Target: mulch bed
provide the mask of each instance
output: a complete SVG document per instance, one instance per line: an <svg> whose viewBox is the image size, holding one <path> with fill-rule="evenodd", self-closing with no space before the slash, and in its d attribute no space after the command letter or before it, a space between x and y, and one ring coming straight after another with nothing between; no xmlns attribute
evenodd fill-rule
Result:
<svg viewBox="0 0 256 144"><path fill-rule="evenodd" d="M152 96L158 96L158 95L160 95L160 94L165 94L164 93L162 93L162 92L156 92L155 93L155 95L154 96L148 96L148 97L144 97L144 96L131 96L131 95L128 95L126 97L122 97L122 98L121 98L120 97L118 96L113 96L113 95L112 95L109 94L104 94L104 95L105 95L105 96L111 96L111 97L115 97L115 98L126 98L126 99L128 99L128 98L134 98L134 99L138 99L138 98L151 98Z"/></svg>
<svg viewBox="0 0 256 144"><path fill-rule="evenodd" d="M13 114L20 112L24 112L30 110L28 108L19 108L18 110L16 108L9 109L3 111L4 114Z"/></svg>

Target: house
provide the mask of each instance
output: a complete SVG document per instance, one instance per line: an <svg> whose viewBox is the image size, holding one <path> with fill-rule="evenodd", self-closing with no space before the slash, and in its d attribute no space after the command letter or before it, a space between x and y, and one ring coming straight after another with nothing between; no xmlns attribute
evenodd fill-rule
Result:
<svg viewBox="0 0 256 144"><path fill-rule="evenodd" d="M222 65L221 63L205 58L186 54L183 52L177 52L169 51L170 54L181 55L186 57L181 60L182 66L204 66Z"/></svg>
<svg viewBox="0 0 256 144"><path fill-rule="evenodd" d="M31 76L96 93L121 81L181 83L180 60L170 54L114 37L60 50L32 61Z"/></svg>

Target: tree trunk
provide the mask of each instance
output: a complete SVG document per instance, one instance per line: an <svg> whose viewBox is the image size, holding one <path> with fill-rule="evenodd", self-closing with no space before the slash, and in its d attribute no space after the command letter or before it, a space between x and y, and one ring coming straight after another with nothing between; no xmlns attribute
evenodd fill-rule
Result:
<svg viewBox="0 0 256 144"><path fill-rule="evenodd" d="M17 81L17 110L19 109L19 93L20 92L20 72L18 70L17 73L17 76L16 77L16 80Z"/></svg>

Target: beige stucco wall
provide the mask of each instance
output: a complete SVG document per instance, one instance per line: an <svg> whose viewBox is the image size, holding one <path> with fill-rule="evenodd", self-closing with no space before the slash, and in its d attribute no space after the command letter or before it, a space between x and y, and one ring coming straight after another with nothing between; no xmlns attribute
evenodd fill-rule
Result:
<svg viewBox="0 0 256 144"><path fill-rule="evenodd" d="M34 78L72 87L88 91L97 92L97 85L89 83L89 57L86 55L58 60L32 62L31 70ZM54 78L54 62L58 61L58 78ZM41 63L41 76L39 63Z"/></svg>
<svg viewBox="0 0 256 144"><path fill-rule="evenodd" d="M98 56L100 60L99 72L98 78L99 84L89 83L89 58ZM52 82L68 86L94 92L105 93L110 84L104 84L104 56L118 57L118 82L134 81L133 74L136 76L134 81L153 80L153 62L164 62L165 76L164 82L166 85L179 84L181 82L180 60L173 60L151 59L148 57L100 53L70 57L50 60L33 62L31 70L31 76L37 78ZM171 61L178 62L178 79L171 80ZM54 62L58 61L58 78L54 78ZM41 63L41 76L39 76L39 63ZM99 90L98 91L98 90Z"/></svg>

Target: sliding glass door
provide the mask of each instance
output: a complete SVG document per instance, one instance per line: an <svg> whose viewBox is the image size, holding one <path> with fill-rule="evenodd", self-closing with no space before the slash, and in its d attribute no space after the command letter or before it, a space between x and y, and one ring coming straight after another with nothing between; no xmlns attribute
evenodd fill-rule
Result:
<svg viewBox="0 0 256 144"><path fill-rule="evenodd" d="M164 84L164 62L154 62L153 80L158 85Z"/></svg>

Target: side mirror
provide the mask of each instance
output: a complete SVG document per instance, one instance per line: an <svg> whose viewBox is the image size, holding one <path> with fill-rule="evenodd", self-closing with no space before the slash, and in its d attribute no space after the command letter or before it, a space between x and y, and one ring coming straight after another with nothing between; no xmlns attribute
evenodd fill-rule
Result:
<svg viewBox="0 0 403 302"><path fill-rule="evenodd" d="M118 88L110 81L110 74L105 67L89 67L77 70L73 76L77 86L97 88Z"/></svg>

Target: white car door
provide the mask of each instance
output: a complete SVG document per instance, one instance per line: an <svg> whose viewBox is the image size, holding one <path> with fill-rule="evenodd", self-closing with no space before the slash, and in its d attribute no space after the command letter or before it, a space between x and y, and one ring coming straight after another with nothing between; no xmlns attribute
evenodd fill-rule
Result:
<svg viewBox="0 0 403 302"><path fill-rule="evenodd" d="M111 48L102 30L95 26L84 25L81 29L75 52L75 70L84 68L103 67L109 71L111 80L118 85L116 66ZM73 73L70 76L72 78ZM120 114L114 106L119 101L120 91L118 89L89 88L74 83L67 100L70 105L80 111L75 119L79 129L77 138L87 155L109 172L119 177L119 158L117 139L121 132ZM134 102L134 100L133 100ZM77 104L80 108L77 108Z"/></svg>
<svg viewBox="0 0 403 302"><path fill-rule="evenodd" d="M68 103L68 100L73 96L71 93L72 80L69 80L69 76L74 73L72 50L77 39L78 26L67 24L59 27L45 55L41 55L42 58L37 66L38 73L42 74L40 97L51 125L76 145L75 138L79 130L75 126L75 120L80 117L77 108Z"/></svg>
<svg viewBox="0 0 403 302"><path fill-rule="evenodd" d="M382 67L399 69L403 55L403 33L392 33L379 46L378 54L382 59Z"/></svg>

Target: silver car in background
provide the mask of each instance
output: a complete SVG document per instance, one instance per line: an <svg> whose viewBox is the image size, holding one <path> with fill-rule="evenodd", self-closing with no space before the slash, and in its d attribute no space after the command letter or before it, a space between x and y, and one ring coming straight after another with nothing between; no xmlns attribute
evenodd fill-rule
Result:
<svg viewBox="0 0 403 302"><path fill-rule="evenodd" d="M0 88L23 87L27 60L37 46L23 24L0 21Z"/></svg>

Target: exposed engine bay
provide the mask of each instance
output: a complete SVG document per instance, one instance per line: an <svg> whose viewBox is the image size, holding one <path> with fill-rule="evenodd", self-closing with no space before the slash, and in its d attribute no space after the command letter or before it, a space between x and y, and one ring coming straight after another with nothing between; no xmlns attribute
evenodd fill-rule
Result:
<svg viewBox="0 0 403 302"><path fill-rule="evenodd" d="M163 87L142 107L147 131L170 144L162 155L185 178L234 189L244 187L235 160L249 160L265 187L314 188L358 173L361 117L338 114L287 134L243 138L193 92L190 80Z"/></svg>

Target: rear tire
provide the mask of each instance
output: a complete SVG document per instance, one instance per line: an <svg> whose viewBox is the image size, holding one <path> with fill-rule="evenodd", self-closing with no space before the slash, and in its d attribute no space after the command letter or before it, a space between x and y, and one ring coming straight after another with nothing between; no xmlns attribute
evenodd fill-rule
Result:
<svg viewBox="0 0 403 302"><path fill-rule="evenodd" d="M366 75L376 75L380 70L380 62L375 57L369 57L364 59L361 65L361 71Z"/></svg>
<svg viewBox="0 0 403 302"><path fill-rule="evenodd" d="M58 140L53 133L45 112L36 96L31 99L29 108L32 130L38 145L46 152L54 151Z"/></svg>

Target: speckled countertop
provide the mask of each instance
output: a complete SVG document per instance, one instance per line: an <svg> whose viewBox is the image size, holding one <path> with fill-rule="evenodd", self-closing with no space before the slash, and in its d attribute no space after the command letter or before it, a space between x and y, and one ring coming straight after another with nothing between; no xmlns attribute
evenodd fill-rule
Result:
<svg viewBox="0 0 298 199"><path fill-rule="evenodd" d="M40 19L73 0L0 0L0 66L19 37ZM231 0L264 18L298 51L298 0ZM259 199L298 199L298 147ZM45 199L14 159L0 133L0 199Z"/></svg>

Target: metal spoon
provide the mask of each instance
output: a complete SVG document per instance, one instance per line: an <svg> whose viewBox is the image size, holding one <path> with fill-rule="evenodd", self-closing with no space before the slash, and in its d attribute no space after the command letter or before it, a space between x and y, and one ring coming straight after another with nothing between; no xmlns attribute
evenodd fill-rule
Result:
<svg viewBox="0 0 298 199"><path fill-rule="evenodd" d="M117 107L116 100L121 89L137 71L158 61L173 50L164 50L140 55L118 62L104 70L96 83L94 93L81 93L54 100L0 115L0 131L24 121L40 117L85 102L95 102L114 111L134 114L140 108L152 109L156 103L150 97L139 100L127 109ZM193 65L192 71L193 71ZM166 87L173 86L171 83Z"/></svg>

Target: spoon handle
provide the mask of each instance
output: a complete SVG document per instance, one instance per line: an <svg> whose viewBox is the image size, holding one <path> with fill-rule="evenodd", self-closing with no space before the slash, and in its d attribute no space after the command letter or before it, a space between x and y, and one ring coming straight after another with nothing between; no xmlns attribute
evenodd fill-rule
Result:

++++++++++++++++++++

What you should do:
Copy exactly the lines from the one containing "Target: metal spoon" through the last line of the records, both included, and nothing else.

Solution to the problem:
Target: metal spoon
provide the mask of each instance
output: a complete SVG document per instance, one instance per line: an <svg> whose viewBox is the image size, holding one <path> with fill-rule="evenodd", self-closing with no space before the slash, and in its d attribute no space after the command letter or before it, a space between x and y, and one ring coming straight after another with nothing between; no xmlns attribute
evenodd fill-rule
Result:
<svg viewBox="0 0 298 199"><path fill-rule="evenodd" d="M117 107L116 100L121 89L137 71L158 61L173 50L164 50L140 55L118 62L104 70L96 83L94 93L81 93L54 100L0 115L0 131L24 121L40 117L85 102L95 102L114 111L134 114L140 108L152 109L156 103L150 97L139 100L127 109ZM193 65L192 71L193 71ZM166 87L173 86L171 83Z"/></svg>

Target: spoon handle
provide the mask of each instance
output: a complete SVG document per instance, one instance per line: an <svg> whose viewBox is the image size, holding one <path> with fill-rule="evenodd", self-closing with no space before the slash, and in its d attribute no space after the command letter or before it, a space between x and y, and one ring coming straight after another with nothing between; no xmlns attribute
evenodd fill-rule
Result:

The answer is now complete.